__Source records__:
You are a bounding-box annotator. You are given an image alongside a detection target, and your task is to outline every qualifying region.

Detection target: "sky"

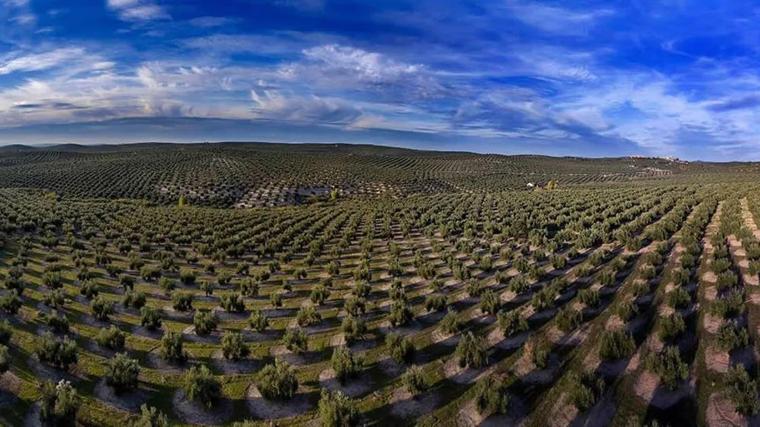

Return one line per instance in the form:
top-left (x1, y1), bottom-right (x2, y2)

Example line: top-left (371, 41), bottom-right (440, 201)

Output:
top-left (3, 1), bottom-right (760, 160)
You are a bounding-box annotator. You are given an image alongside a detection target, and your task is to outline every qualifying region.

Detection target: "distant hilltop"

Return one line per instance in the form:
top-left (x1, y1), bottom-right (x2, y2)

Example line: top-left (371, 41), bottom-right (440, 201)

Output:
top-left (627, 155), bottom-right (688, 164)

__About this task__: The pictures should be dropped, and every line above should be set down again exactly.

__Response box__:
You are a bounding-box annotator. You are given an image alongside a detection target, and your task is to outline every qualifying region.

Detection target: "sky"


Return one line per instance in the form:
top-left (x1, y1), bottom-right (x2, y2)

Example line: top-left (371, 41), bottom-right (440, 201)

Output:
top-left (3, 1), bottom-right (760, 160)
You are a bounding-box annotator. You are given an image alongside a detection target, and your task is to outline every qualifying region.

Detection target: "distant hilltop"

Return one line per instance in the form:
top-left (x1, y1), bottom-right (x2, y2)

Example line: top-left (371, 41), bottom-right (440, 201)

Output:
top-left (627, 155), bottom-right (688, 164)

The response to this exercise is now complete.